• **Job**: Reproduce the lines below from the one that contains "Target: yellow floor tile accent" through the end, inclusive, and add nothing.

• **Records for the exercise**:
## START

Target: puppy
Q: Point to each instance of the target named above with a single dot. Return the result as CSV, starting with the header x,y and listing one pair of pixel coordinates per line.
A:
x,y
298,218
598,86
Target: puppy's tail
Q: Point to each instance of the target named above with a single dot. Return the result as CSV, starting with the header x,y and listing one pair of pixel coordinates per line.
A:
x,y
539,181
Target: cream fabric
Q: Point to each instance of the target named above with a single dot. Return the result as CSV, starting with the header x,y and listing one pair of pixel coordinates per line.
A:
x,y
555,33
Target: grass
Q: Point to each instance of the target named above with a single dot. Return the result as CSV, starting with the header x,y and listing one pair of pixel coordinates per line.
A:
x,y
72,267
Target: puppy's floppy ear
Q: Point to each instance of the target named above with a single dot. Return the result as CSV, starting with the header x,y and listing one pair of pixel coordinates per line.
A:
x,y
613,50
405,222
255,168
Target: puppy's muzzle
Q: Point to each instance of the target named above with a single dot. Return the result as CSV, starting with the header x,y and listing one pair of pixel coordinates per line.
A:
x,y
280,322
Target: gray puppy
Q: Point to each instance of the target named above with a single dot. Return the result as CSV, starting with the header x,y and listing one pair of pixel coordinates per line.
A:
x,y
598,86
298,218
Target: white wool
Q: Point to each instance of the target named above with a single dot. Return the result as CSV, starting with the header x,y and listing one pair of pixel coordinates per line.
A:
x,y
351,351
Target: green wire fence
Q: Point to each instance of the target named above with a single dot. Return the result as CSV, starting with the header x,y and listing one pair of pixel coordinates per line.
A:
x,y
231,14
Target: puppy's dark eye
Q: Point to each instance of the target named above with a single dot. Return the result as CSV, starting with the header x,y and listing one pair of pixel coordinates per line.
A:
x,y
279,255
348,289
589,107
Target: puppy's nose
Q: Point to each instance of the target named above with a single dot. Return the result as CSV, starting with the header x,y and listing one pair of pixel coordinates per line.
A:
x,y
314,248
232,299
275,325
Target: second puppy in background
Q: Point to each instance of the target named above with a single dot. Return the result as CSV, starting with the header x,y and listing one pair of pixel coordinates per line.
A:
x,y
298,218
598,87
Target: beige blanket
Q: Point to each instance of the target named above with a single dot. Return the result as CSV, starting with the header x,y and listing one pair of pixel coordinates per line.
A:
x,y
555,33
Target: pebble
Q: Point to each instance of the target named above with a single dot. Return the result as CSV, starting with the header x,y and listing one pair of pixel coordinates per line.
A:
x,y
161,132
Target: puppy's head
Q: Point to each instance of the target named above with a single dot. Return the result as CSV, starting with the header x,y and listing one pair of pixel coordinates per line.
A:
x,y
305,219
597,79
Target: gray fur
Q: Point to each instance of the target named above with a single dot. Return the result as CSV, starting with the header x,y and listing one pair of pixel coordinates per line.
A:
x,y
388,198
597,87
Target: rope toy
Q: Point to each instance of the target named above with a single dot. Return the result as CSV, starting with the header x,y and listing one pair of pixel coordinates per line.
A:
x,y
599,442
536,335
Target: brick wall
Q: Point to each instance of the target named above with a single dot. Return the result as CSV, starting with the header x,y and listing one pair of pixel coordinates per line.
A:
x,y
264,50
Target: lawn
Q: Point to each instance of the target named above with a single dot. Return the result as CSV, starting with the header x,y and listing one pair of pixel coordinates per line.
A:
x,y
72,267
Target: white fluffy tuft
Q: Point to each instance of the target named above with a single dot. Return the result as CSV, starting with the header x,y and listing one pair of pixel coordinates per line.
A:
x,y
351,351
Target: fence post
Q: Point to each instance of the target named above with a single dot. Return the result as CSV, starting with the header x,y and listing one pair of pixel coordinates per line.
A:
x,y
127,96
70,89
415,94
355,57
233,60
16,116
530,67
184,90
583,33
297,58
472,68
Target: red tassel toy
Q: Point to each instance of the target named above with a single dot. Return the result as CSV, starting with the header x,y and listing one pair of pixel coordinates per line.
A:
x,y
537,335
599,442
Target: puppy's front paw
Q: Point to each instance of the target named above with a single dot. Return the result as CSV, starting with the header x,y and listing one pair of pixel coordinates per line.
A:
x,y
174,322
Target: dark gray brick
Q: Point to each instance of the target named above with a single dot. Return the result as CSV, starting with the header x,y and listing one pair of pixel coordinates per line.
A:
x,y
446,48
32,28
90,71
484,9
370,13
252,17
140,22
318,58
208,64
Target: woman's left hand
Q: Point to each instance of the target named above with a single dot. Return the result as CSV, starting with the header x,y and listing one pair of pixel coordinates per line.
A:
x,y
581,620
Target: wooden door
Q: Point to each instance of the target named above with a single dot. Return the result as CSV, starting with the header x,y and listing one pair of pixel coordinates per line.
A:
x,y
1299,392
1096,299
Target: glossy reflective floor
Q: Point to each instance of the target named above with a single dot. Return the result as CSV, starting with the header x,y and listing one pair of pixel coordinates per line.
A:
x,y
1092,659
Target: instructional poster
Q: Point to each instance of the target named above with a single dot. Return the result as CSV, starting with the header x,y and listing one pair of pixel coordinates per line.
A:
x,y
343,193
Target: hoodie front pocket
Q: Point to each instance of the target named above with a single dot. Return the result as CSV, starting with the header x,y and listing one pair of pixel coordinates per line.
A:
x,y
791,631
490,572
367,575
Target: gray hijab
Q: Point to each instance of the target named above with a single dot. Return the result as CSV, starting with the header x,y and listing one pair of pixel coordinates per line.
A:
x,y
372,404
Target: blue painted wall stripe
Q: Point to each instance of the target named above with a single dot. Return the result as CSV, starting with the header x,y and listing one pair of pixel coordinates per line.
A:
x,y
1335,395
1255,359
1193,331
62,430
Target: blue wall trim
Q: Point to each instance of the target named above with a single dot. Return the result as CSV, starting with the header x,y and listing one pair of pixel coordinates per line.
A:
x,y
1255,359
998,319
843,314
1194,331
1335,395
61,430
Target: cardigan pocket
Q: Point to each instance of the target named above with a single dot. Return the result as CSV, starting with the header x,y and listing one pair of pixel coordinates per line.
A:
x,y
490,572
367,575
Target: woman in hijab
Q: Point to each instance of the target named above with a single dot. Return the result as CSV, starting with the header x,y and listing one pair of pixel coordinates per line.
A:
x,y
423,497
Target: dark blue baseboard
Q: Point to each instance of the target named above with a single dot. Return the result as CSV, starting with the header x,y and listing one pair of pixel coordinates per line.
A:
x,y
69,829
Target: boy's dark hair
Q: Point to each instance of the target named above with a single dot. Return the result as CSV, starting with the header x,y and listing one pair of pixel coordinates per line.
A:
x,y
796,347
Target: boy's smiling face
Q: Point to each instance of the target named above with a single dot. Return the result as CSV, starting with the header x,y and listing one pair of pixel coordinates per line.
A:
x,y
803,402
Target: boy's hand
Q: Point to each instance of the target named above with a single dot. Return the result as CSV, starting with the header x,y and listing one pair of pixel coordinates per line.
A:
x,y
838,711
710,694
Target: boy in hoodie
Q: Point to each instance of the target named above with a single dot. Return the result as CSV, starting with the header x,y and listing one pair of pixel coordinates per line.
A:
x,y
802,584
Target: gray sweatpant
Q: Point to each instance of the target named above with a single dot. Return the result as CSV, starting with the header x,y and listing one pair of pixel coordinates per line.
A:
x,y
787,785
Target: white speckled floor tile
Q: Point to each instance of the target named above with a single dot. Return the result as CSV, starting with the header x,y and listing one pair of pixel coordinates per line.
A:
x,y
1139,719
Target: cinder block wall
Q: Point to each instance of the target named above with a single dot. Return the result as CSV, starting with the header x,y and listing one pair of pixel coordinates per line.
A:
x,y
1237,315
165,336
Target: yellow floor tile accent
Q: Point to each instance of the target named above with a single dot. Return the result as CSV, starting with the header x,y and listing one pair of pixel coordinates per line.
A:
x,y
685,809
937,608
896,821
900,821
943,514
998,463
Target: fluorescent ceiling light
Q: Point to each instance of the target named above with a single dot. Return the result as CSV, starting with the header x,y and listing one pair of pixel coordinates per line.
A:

## END

• **Response to this task**:
Target: yellow floor tile accent
Q: Point to each instance of the target named above with a single dot. Return the result as CSV, starting with the header x,y and listing one pair of pixel coordinates per line.
A:
x,y
685,809
937,608
896,821
900,821
943,514
998,463
Target: fluorescent ceiling light
Q: Point to each instance of the target named above with a single dot. Return the result as CSV, starting with the header x,y and listing one pair of pixel coordinates per line.
A:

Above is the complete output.